▶ [What the task requires] Pick out each line in the rows below that contains the word "silver" and copy it.

▶ [Data rows]
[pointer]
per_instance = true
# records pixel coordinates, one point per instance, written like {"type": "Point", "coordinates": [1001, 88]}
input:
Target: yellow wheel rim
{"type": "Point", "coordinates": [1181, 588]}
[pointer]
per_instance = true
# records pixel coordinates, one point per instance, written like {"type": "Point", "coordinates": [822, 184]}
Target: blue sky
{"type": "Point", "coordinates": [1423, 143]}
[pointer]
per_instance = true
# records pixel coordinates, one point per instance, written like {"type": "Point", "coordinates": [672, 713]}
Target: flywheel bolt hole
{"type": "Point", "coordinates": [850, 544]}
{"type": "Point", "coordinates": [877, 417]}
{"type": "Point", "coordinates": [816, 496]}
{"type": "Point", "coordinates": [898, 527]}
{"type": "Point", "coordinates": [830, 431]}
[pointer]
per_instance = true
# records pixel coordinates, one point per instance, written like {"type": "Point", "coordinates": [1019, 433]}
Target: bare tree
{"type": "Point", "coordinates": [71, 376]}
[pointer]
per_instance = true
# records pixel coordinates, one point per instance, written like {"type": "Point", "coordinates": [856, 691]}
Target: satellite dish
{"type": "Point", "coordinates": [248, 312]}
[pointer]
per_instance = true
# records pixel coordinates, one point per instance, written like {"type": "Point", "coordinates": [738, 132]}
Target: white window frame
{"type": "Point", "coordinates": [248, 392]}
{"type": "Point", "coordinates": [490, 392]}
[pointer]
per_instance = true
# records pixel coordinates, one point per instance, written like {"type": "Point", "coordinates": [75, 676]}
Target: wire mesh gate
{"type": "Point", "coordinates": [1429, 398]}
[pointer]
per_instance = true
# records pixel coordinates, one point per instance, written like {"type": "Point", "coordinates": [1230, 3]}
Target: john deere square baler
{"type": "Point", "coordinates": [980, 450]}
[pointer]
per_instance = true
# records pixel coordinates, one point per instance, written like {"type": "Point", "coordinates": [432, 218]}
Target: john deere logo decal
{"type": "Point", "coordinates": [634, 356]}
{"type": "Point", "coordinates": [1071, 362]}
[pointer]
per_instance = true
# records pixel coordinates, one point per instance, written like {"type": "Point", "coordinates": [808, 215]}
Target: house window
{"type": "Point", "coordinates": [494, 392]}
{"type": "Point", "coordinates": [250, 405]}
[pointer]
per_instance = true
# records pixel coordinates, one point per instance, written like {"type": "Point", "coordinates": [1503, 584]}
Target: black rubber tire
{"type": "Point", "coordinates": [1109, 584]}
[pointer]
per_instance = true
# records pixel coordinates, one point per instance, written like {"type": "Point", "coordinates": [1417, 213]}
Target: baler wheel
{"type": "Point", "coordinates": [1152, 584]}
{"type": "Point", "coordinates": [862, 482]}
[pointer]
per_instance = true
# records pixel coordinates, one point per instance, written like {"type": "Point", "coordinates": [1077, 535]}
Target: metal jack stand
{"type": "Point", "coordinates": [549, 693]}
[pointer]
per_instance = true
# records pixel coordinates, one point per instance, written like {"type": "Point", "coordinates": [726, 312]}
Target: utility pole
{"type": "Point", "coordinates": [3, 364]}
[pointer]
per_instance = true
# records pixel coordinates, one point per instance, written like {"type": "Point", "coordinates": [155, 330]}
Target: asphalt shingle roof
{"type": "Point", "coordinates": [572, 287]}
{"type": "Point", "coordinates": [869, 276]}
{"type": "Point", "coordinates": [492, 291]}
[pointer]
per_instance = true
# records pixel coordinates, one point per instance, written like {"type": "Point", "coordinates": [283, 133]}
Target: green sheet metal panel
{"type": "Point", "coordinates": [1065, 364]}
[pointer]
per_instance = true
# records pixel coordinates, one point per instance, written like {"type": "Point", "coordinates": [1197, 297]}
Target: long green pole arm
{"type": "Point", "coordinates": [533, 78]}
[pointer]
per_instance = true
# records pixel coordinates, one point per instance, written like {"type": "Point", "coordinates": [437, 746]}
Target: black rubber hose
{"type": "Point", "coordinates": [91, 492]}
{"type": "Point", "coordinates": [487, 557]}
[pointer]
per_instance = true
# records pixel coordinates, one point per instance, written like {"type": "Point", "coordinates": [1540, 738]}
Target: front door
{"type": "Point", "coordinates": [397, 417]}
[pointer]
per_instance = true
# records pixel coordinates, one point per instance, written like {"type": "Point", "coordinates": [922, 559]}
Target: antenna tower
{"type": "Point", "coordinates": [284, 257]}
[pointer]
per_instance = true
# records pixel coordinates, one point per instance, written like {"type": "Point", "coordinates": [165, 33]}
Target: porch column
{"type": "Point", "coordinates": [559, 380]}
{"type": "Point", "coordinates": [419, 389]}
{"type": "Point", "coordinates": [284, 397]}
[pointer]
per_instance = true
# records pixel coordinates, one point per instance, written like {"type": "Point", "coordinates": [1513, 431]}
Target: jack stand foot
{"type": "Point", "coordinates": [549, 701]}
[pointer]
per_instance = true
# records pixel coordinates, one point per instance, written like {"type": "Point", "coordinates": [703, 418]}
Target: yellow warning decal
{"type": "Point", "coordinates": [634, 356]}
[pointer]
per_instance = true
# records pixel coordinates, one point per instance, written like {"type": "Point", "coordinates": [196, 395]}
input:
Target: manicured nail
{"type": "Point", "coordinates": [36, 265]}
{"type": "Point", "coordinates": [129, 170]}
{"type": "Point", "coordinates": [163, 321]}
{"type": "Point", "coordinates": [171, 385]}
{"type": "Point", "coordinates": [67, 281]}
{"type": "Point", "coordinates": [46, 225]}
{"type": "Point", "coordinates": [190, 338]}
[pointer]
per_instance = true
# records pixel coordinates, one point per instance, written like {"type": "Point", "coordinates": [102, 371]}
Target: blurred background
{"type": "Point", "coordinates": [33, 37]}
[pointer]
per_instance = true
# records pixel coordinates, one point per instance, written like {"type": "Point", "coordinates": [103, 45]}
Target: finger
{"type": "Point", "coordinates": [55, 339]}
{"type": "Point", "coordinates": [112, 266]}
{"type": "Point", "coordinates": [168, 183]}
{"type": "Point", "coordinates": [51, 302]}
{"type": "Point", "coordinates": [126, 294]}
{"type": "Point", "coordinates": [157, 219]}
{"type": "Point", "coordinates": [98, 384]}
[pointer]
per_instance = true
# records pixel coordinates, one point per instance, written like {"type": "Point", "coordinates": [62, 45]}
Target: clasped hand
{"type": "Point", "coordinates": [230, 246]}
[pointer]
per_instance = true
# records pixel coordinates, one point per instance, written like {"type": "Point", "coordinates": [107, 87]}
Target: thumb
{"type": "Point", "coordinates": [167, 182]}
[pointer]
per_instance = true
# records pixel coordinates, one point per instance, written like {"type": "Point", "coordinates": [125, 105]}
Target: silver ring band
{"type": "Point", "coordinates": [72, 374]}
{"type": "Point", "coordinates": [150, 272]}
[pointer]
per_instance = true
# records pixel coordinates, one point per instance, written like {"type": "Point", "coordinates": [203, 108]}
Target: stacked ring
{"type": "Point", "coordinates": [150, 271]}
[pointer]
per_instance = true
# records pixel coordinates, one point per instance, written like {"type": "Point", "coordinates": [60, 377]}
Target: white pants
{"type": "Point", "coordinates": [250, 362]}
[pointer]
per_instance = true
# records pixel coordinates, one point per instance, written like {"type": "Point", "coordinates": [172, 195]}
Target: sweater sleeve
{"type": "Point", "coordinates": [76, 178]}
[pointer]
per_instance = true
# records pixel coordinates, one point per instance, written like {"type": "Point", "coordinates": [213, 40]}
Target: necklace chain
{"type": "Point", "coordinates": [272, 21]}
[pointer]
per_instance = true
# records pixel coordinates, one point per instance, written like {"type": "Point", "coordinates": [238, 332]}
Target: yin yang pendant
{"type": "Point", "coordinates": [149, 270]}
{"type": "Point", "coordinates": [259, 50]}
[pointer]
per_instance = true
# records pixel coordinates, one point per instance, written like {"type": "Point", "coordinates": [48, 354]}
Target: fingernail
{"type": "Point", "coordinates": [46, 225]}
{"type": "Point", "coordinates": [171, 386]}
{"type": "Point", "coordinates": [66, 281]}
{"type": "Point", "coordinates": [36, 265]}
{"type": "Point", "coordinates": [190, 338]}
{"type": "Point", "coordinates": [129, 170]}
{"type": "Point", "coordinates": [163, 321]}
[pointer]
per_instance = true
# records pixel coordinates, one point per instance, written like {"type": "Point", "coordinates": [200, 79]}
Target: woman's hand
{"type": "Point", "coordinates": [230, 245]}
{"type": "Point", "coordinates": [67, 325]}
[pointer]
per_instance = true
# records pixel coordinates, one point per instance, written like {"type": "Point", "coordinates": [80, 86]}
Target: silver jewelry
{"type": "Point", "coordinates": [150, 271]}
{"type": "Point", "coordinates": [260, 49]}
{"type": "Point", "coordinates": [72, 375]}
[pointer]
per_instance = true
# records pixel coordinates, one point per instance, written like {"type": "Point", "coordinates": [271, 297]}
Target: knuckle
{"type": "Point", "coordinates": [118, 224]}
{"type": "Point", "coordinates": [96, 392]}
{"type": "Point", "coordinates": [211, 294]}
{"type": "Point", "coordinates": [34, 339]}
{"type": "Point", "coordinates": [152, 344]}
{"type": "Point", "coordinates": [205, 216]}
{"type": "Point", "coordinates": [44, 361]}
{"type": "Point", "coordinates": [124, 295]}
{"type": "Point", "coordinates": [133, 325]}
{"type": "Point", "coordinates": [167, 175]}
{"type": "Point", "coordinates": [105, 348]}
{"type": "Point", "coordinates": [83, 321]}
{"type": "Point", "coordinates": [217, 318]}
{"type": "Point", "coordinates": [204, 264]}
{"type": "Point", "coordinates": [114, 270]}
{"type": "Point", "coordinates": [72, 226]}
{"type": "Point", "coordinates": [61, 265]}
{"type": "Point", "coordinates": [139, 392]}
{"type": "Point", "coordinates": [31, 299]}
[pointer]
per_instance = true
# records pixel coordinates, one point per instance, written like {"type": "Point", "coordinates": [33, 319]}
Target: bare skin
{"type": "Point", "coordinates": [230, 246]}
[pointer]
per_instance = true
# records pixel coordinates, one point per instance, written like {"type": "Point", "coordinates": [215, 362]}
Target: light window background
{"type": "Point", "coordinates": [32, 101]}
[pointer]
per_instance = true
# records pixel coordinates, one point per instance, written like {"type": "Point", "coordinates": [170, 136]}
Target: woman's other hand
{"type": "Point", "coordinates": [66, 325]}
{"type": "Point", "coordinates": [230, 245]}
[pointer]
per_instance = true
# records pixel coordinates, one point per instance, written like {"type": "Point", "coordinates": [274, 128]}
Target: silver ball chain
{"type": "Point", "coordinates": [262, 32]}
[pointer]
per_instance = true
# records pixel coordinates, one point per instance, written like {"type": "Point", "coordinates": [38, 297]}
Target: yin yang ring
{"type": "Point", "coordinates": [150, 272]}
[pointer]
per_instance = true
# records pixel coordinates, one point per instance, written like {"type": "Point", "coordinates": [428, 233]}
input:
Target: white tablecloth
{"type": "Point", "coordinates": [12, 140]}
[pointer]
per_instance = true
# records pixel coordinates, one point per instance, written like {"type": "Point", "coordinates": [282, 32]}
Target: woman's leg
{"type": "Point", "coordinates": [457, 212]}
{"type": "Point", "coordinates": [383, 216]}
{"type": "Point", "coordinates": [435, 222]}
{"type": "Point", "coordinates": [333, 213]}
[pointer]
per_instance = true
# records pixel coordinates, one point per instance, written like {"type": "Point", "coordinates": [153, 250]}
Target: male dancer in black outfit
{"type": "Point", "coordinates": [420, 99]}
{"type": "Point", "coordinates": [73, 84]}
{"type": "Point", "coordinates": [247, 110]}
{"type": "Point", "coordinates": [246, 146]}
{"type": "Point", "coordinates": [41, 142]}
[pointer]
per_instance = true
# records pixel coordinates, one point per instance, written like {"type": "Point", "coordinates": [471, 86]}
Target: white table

▶ [Correct output]
Target: silver ring band
Target: silver jewelry
Target: silver ball chain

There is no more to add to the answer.